Work to be completed ▸
Write out every record below exactly, so that nothing differs from what is shown.

[Start of Attachment]

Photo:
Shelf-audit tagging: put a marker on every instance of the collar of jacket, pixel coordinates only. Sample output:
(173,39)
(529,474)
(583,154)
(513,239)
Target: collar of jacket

[End of Attachment]

Completed task ▸
Photo:
Shelf-audit tagging: put a marker on every instance of the collar of jacket, pixel coordinates only. Sample output:
(173,39)
(529,474)
(583,154)
(513,239)
Target: collar of jacket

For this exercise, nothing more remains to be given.